(Data excerpts)
**********

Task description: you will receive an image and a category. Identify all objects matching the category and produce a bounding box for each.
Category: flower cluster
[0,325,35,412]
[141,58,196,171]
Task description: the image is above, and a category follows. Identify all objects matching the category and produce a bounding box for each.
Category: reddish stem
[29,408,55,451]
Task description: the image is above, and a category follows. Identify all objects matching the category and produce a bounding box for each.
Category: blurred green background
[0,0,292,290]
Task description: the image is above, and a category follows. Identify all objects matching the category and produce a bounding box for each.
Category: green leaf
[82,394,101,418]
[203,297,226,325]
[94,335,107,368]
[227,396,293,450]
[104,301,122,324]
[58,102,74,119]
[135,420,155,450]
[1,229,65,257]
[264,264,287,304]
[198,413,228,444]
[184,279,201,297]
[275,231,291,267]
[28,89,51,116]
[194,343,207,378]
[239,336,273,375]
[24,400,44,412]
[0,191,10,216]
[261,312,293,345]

**********

■ EXERCISE OBJECTIVE ■
Would you restate word for word every line from the one holding "Category: reddish stem" to the end of the entries, both ends included?

■ SOLUTION FOR THIS EXERCISE ■
Category: reddish stem
[29,408,55,451]
Task description: the image is above, and a category follows. Identify all objects matching the category and produce a bounding box for each.
Category: blurred green background
[0,0,292,290]
Task description: the image is above, and a category follows. Identify all objects matching the category and produce a bounding box for each.
Category: green leaf
[82,394,101,418]
[203,297,226,325]
[94,335,107,368]
[227,396,293,450]
[104,301,122,324]
[58,102,74,119]
[135,420,155,450]
[1,229,65,257]
[264,264,287,304]
[198,413,228,444]
[184,279,201,297]
[275,231,291,267]
[28,89,51,116]
[194,343,207,378]
[239,336,273,375]
[24,400,44,412]
[0,191,10,216]
[261,312,293,345]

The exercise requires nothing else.